--- Exercises to complete ---
(1) In the article below about Debbie Izard's retirement, list every kind of work it says she did at Taco Via.
(2) Shorten the paragraph beginning "Izard’s first day at Taco Via" from the article below about Debbie Izard's retirement into a single sentence that keeps its main facts.

Debbie Izard retires after 50 years working for Taco Via

“She’ll be missed; a lot of people like to ask about her and greet her,” said Tim Dengel, Taco Via general manager, adding that Izard had a knack for remembering customers’ faces, names, family stories and, oftentimes, their favorite orders. Debbie Izard, pictured, started working at Taco Via in 1971.

After working for Taco Via for the past 50 years, Debbie Izard is retiring so she can focus on her family.

Izard’s first day at Taco Via was Feb. 22, 1971 at the restaurant’s original location near 75th and Metcalf. For the past five decades, Izard made a lot of friends at work, especially with customers.

She was a constant face for the regulars who grew up in Shawnee Mission and are now taking their own children and grandchildren to the restaurant at 95th and Antioch. Izard said she will miss everyone a lot.

“I’ll miss seeing the people’s kids growing up to be grandparents,” she added.

She did everything — food preparations, dishwashing, office work — and for the past 15 years, including running the cash register up front.

Debbie Izard made friends with many coworkers and customers over the years. Some of those friendships are shared on a Facebook page called I Love the Taco Via. Photo via Facebook.

--- Data ---
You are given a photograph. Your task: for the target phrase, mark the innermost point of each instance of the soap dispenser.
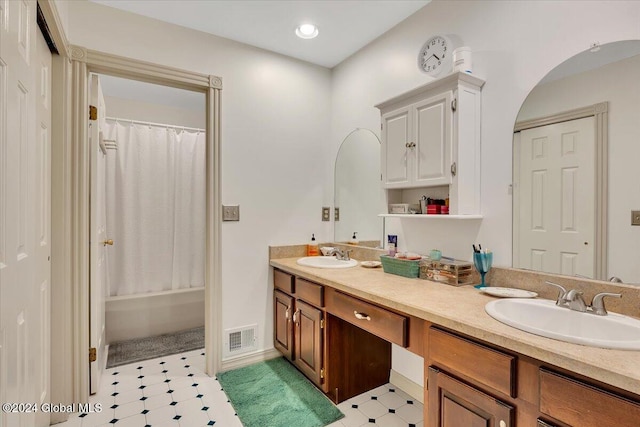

--- Solutions for each task ---
(1)
- Food preparations
- Dishwashing
- Office work
- Running the cash register up front

(2) Izard started at Taco Via's original location near 75th and Metcalf on Feb. 22, 1971, and over five decades she made many friends at work, especially among customers.